→ EXERCISE OBJECTIVE:
Please retype the items from the line that contains "Confirm that each instance of the black" through the end of the items, including both ends.

-------

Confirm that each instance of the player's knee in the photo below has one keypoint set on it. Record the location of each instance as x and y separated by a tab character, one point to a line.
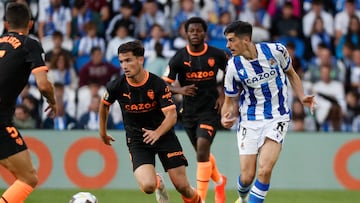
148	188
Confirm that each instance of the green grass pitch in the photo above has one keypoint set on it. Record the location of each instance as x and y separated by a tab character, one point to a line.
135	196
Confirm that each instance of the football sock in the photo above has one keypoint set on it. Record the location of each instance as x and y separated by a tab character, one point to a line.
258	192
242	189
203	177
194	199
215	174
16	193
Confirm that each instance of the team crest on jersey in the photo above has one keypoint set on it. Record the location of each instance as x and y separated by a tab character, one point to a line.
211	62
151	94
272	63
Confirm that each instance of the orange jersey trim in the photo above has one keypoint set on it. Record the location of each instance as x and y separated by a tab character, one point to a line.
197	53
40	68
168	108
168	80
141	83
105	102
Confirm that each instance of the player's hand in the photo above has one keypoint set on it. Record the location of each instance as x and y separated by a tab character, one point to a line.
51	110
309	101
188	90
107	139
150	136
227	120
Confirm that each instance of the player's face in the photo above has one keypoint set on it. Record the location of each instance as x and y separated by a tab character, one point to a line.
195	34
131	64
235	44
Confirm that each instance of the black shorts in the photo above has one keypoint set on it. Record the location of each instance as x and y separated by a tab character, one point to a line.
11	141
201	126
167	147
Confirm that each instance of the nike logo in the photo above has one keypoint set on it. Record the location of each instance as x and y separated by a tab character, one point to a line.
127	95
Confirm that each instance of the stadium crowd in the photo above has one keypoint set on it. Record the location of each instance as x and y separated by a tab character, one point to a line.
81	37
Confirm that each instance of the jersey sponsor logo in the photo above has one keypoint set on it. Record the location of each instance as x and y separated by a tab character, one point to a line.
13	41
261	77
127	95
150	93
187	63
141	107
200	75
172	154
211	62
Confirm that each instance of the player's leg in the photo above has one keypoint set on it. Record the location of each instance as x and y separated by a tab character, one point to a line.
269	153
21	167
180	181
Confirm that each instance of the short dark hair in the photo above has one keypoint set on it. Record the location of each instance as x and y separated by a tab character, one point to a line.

-------

→ REPLY:
Confirm that each instance of the black shorts in the photo above has one keypoint set on it. Record the location of each instance as x and y separated by a tab character, one point to a line.
11	141
201	126
167	147
Confirm that each instance of the nike logo in the photo above has one keypoint set on it. Record the location of each instance as x and y separated by a tab character, one point to a line.
127	95
Confirm that each instance of the stadium crowd in the photo above has one keypoint set on it. Record the location of each instance as x and y separated by a tab character, one point to a line.
81	37
Confirm that each instance of the jersey sponsor logo in the photo above has one keypoint set on it. Record the location of each instance as x and y separated by a tab character, one point to a line.
13	41
261	77
127	95
150	93
187	63
141	107
200	75
172	154
211	62
Confirm that each instance of the player's leg in the photo above has one keypoint set on it. Record the location of each instance as x and y separated by a tab character, one point to a line.
269	153
21	167
180	181
Confirm that each instance of the short dark hair in the photo above has one keypoint set on it. Record the location of each instance as x and y separated by a tab character, one point to a line.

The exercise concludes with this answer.